*** Opening of Provided text ***
Does a longer stay help?
How long should someone stay in Rehab?
This depends on so many things, how many problems are being treated, how intense they are and so on. Some people come to stay for a brief respite and others stay longer so it’s interesting to know if there is any evidence for different benefits for different lengths of stay.
People come to clinics with many different problems, depression, addiction, alcoholism, eating disorders and so on. Unfortunately people rarely have just one problem and so treatment needs to be tailored to help with all these problems at the same time.
Equally, there are many different treatments, Psychiatry, Medicine, Psychology, Psychotherapy and so on. Understanding exactly which one works best for each individual and in what combination, is a very complicated process and makes research outcome quite tricky. To do some research then, it would help to find one common measurable factor and see how it is affected by the combined treatments.
Depression is a common problem for our patients and so in this study we looked at how depressed people were when they arrive and how this changed through treatment. The Becks Depression Index was created by the co-founder of CBT, Dr Aaron Beck.
Thankfully it’s a fairly brief questionnaire but it has the benefit that it has been used in so many different clinical situations that there is very good evidence for its ability to measure depression.
The BDI scores different ranges for depression you can see here:
1-10____________________These ups and downs are considered normal
11-16___________________ Mild mood disturbance
17-20___________________Borderline clinical depression
21-30___________________Moderate depression
31-40___________________Severe depression
over 40_________________Extreme depression
We decided to look at the scores of all the patients in the last year who came in with a score greater than 31, indicating Severe Depression. We then wanted to compare the average score on admission with the average score before leaving depending on how long the individual stayed. This is a small sample group since the research was conducted in a small clinic and we only took the data from the last year, but it was still an interesting first analysis.
What we found was that for those who only stayed one week, the average score on admission was 37, so close to extreme depression, and the score on discharge, after that one week, was 26, so in the middle of the range of moderate depression. Not a bad shift in just one week!
In the group who stayed two weeks, the scores were quite similar to those who stayed just one week, the admission score was a bit higher, this group were scoring an average of 41 which is categorized as Extreme Depression but after just two weeks the scores came down two categories to 25, described as Moderate Depression.
It is really interesting to note what happened in the next two groups. For the clients who stayed for 3 weeks, the average admitting score was 40, so still very close to the Extreme Depression category, but the score after three weeks of treatment came down to just 13, described as ‘mild’ mood disturbance. Equally, the group who stayed four weeks also had a very high average score on admission of 38 and were just 14 on discharge, four weeks later.
So what can we conclude from this? Again, we have to be careful to draw too many conclusions from such a small sample of patients but it does seem as though, although a one week and two weeks stay is beneficial, three and four week stays are where we see much more significant shifts.
*** Close of Provided text ***
▸ Exercise requirements
a) Reproduce everything in the rehab stay article from "People come to clinics" down to "Dr Aaron Beck.".
b) Which kinds of treatment does the rehab stay article name? List every one.
The data after this point has nothing to do with the rehab stay article.
*** Opening of Supplied information ***
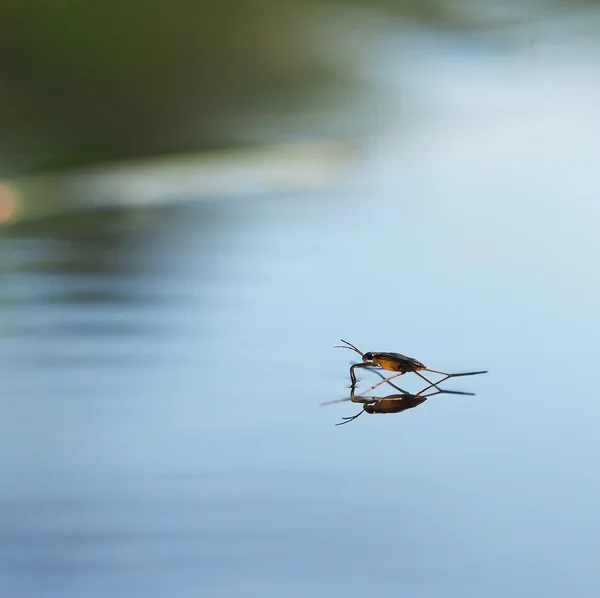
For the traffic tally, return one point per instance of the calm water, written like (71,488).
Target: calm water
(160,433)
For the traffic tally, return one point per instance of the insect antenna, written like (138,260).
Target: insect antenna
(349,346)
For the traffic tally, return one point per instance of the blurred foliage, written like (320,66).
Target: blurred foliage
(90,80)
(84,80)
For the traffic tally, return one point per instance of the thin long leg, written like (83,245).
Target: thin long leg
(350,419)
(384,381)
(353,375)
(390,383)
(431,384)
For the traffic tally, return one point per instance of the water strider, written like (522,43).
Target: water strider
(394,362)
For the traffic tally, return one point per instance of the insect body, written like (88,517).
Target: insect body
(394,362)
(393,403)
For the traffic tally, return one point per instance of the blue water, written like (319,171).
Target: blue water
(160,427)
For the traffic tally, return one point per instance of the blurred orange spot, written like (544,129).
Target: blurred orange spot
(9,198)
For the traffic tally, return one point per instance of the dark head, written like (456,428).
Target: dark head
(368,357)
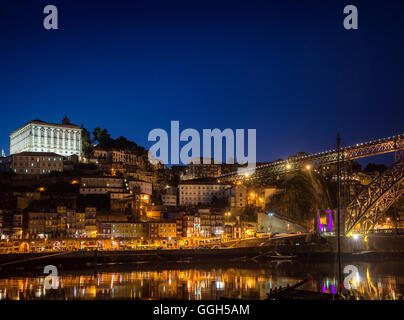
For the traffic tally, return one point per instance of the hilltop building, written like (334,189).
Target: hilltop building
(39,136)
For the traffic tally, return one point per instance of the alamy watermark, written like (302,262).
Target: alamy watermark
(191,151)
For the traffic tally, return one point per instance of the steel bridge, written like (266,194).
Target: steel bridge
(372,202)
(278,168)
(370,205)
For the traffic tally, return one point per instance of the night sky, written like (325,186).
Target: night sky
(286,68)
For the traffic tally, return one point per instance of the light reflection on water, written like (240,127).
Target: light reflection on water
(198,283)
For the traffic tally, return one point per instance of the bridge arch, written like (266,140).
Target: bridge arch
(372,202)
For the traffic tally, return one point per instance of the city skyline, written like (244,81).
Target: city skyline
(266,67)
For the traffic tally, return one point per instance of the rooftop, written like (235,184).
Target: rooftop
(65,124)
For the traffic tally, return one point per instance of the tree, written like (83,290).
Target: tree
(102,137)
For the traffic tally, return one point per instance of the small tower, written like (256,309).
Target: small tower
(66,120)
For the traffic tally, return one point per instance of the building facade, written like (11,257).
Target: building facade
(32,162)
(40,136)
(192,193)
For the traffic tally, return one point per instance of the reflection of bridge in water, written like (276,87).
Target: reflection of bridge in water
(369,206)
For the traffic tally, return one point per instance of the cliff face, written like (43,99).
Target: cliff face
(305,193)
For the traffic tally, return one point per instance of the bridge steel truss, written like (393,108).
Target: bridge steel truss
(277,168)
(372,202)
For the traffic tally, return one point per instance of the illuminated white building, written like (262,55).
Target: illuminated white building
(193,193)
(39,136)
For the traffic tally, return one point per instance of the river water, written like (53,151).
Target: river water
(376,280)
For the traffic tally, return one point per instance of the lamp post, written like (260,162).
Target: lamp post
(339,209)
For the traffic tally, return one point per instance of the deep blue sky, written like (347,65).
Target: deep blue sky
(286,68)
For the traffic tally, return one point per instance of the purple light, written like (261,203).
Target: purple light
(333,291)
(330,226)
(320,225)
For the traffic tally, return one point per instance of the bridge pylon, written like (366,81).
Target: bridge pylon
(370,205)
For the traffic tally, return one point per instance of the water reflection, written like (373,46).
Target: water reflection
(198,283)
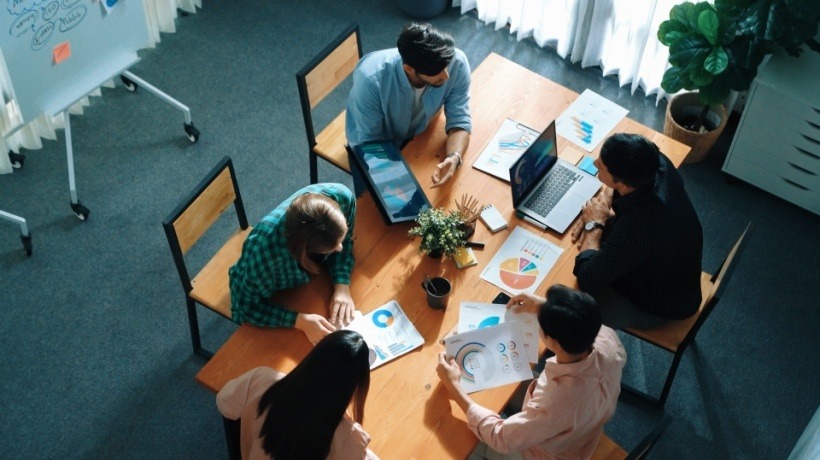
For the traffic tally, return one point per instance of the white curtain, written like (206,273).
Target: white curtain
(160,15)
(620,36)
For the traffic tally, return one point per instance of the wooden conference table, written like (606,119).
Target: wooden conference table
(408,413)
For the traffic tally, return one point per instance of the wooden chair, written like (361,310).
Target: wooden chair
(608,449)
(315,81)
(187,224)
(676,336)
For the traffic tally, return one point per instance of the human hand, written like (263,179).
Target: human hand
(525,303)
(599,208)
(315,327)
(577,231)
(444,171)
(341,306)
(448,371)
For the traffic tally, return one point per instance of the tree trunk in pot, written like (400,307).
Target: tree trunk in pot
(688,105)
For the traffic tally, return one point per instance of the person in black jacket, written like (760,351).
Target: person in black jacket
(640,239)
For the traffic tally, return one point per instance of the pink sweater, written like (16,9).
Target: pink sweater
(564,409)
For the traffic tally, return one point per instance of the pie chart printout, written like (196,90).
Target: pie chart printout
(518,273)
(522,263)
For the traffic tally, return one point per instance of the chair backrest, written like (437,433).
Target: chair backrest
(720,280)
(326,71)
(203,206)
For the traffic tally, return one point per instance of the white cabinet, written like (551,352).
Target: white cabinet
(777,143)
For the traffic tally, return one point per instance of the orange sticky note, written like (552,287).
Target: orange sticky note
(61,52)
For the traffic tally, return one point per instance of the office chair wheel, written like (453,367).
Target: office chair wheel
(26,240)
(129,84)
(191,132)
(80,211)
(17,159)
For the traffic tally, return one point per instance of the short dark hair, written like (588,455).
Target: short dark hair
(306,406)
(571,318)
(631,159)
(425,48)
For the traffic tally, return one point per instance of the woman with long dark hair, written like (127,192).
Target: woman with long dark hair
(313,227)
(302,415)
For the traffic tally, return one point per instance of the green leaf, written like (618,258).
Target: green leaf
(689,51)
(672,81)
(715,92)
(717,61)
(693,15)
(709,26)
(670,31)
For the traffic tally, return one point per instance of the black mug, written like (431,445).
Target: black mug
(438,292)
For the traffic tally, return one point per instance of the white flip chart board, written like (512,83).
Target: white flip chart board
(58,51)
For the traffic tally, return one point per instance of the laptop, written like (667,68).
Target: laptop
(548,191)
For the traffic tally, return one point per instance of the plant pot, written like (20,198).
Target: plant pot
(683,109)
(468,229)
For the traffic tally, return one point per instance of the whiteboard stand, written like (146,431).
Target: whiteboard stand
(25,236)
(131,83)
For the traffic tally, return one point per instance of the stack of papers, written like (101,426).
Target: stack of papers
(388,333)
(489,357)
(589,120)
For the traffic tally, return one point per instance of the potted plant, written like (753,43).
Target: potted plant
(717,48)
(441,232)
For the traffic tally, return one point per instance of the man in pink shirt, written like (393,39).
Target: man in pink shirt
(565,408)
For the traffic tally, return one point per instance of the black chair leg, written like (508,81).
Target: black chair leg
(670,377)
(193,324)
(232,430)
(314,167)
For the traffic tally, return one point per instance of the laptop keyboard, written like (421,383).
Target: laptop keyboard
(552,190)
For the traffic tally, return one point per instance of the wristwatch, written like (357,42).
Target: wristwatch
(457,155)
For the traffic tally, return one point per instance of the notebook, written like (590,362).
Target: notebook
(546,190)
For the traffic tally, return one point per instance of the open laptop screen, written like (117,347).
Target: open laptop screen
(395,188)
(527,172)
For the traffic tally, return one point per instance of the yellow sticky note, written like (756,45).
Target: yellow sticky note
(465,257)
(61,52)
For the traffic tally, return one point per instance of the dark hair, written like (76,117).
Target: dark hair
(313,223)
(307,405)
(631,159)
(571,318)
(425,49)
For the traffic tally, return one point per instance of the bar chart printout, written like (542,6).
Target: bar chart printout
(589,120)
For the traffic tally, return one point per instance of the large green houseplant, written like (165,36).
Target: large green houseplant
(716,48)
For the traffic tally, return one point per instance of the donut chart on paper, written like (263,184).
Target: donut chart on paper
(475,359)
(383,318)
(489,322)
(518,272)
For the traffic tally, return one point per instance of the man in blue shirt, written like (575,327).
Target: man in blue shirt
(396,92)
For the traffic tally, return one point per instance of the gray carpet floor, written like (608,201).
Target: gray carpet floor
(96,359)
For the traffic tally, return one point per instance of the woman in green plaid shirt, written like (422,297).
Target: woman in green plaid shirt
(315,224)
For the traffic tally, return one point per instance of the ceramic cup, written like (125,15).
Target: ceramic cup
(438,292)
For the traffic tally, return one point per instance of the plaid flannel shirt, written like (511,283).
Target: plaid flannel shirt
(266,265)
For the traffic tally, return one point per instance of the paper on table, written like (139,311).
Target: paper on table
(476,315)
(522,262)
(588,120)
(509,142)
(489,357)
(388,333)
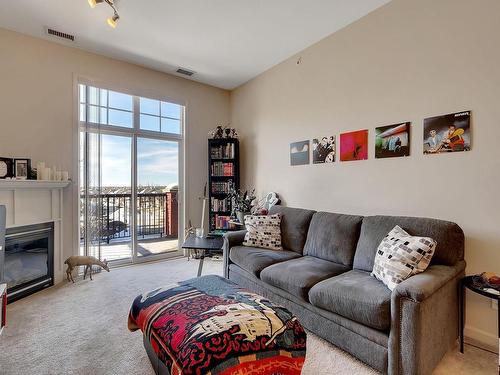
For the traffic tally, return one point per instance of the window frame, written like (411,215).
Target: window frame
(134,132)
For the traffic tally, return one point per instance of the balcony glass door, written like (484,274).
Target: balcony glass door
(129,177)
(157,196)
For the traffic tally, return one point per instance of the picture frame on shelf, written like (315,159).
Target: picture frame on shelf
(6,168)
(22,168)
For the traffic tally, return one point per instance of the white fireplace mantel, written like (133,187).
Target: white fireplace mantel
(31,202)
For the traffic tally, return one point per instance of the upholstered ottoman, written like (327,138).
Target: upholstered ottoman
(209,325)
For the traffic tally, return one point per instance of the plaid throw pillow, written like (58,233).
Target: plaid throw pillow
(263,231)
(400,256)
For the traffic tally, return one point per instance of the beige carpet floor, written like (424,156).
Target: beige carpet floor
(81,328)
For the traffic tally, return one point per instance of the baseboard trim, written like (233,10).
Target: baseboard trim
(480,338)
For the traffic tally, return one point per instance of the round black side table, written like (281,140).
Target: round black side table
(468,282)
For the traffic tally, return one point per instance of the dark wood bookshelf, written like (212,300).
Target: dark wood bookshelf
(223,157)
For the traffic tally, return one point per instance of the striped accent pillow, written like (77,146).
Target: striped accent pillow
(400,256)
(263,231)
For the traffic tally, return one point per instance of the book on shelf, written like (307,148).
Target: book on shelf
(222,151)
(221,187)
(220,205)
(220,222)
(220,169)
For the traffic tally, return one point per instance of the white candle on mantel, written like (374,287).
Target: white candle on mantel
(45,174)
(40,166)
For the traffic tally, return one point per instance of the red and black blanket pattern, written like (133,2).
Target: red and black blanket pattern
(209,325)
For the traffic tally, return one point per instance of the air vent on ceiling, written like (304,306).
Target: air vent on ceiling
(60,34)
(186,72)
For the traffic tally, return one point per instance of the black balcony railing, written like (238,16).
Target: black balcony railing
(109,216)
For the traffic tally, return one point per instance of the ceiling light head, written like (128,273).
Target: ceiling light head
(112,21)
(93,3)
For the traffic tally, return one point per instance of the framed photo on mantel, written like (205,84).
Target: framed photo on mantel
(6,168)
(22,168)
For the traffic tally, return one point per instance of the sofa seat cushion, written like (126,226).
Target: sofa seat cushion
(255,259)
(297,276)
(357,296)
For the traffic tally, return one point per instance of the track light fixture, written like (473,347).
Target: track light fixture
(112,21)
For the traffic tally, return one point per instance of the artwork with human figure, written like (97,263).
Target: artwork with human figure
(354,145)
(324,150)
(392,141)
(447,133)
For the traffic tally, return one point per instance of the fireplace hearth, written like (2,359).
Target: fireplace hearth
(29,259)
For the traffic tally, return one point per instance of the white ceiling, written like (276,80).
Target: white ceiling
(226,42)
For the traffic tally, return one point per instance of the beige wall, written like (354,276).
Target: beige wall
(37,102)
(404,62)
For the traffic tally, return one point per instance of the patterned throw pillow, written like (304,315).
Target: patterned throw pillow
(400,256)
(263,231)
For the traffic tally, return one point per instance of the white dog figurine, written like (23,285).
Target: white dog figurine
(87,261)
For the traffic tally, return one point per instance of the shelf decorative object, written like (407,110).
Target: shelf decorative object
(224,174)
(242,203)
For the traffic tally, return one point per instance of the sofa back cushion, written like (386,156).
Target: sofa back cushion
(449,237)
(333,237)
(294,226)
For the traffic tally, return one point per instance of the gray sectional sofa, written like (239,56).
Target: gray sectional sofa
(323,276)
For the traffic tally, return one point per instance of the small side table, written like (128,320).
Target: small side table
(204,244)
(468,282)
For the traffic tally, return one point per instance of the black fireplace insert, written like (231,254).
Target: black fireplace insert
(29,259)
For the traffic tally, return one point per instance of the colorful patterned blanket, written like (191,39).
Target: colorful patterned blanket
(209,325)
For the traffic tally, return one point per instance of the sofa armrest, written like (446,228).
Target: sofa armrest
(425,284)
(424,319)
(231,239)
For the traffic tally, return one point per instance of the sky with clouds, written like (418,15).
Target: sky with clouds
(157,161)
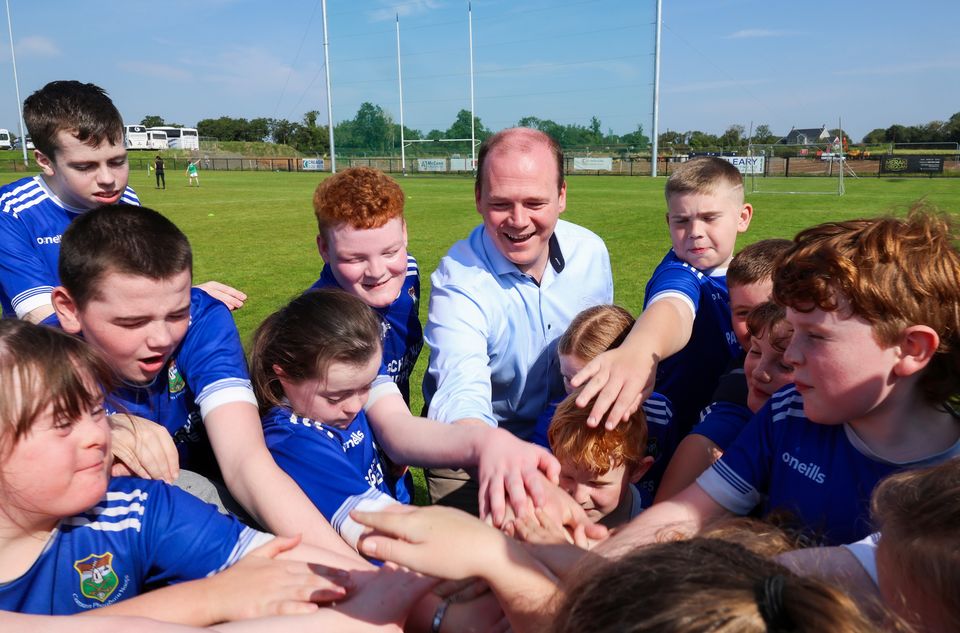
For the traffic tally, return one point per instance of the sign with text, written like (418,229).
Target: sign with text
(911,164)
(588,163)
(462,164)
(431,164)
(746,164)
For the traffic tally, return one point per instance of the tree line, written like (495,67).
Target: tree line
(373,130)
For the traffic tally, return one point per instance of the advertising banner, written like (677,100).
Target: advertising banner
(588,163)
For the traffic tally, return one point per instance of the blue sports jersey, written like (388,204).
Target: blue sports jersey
*** Close of Supplied information ***
▸ Solutions to the exercise
a)
People come to clinics with many different problems, depression, addiction, alcoholism, eating disorders and so on. Unfortunately people rarely have just one problem and so treatment needs to be tailored to help with all these problems at the same time.
Equally, there are many different treatments, Psychiatry, Medicine, Psychology, Psychotherapy and so on. Understanding exactly which one works best for each individual and in what combination, is a very complicated process and makes research outcome quite tricky. To do some research then, it would help to find one common measurable factor and see how it is affected by the combined treatments.
Depression is a common problem for our patients and so in this study we looked at how depressed people were when they arrive and how this changed through treatment. The Becks Depression Index was created by the co-founder of CBT, Dr Aaron Beck.

b) Psychiatry, Medicine, Psychology, Psychotherapy